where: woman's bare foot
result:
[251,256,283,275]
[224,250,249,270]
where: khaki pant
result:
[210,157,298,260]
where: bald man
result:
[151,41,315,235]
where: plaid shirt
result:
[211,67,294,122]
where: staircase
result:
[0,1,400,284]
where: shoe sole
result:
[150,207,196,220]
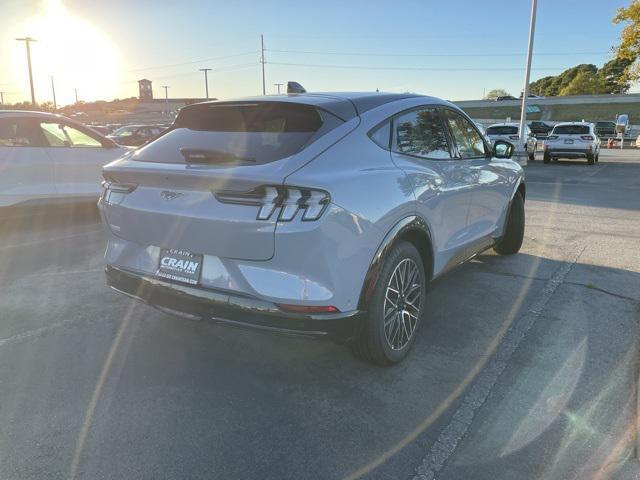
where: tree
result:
[613,0,640,81]
[598,57,633,94]
[484,88,510,100]
[559,70,605,96]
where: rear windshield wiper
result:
[180,148,256,165]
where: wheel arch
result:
[358,215,433,310]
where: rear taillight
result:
[214,185,331,222]
[102,180,138,193]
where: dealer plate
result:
[156,248,202,285]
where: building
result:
[138,78,153,102]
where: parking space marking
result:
[0,227,102,251]
[0,318,86,348]
[412,246,586,480]
[584,164,609,177]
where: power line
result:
[265,48,610,57]
[124,50,258,73]
[124,62,260,83]
[269,62,564,72]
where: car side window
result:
[444,109,488,158]
[40,122,102,147]
[393,108,451,160]
[369,120,391,150]
[0,118,42,147]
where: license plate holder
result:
[156,248,203,285]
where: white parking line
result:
[0,318,86,348]
[412,247,586,480]
[0,227,102,251]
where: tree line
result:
[485,0,640,100]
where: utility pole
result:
[51,75,57,110]
[162,85,169,115]
[260,34,267,95]
[520,0,538,161]
[16,37,36,106]
[200,68,211,100]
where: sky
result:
[0,0,630,105]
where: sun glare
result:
[17,0,120,104]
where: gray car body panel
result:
[101,94,524,312]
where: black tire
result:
[351,241,427,366]
[493,192,525,255]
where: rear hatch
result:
[547,125,595,150]
[102,100,357,260]
[487,125,520,143]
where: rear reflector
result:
[276,303,340,313]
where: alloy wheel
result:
[383,258,423,350]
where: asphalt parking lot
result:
[0,150,640,480]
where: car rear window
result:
[487,125,518,135]
[133,102,343,165]
[553,125,590,135]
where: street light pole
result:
[16,37,36,106]
[162,85,169,114]
[520,0,538,159]
[51,75,58,110]
[260,34,267,95]
[200,68,211,100]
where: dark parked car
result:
[596,122,616,138]
[529,121,553,137]
[107,125,166,147]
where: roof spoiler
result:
[287,82,307,93]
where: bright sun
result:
[17,0,120,104]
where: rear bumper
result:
[545,148,594,158]
[105,265,362,342]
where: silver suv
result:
[100,93,525,364]
[544,122,600,165]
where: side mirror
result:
[493,140,514,158]
[102,138,118,148]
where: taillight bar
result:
[214,185,331,222]
[102,180,138,193]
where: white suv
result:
[0,110,130,207]
[487,123,538,160]
[544,122,600,165]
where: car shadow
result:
[31,248,640,479]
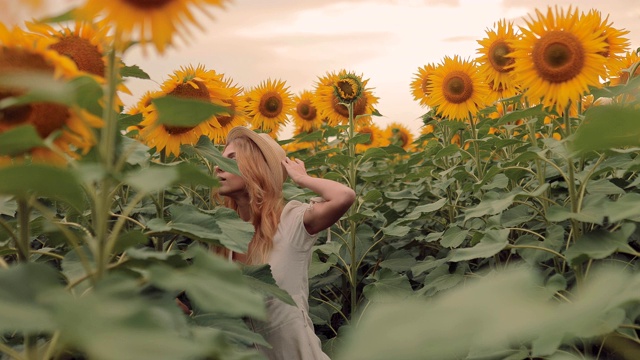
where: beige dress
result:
[250,200,329,360]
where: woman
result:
[216,127,355,360]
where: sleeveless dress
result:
[249,200,329,360]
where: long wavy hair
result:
[224,137,284,264]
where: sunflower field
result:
[0,0,640,360]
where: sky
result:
[0,0,640,138]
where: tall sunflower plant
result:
[0,0,290,360]
[337,7,640,359]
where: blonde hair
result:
[224,136,284,264]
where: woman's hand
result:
[282,158,309,186]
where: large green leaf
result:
[0,71,76,109]
[605,192,640,222]
[152,96,230,127]
[0,263,63,332]
[54,275,211,360]
[124,162,218,193]
[0,125,44,156]
[449,229,509,262]
[148,248,266,319]
[0,164,85,210]
[362,269,413,301]
[334,266,640,360]
[565,223,638,265]
[242,264,296,306]
[572,105,640,151]
[147,204,254,253]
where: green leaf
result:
[382,223,411,237]
[147,204,254,253]
[572,105,640,152]
[384,189,418,200]
[604,192,640,222]
[380,250,417,272]
[53,274,211,360]
[349,133,371,144]
[327,154,353,168]
[0,263,64,332]
[120,65,151,80]
[242,264,297,306]
[149,248,266,319]
[464,191,516,221]
[192,136,242,175]
[362,147,389,161]
[449,229,509,262]
[440,225,469,248]
[0,196,18,217]
[362,269,413,302]
[0,164,85,210]
[565,223,637,265]
[494,105,547,126]
[124,165,180,193]
[152,96,230,127]
[0,71,76,109]
[433,144,460,160]
[0,125,44,156]
[546,195,607,225]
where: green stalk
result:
[16,199,31,262]
[95,49,118,279]
[347,103,358,318]
[563,106,582,285]
[460,113,484,182]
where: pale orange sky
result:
[0,0,640,138]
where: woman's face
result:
[216,142,246,198]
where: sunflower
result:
[139,65,232,157]
[411,63,436,106]
[26,21,131,103]
[477,20,518,102]
[356,123,390,153]
[510,7,607,111]
[384,122,413,150]
[0,23,102,161]
[78,0,227,54]
[427,56,489,120]
[292,90,322,132]
[26,21,111,78]
[210,76,249,143]
[581,9,629,74]
[244,79,293,138]
[314,70,378,126]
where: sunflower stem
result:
[347,103,358,318]
[16,199,31,262]
[95,48,118,279]
[468,113,484,183]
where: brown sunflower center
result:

· · · ·

| Goal |
Reproduce the listing word for word, beginning with its first line and stopping after the line that contains "[358,215,433,310]". Leave the pictures out of your copy.

| Solution to the problem |
where: woman's bare foot
result:
[251,256,283,275]
[224,250,249,270]
where: khaki pant
result:
[210,157,298,260]
where: bald man
result:
[151,41,315,235]
where: plaid shirt
result:
[211,67,294,122]
where: staircase
result:
[0,1,400,284]
where: shoe sole
result:
[150,207,196,220]
where: tree
result:
[613,0,640,81]
[598,57,633,94]
[484,88,510,100]
[559,70,605,96]
where: rear windshield wiper
result:
[180,148,256,165]
where: wheel arch
result:
[358,215,433,310]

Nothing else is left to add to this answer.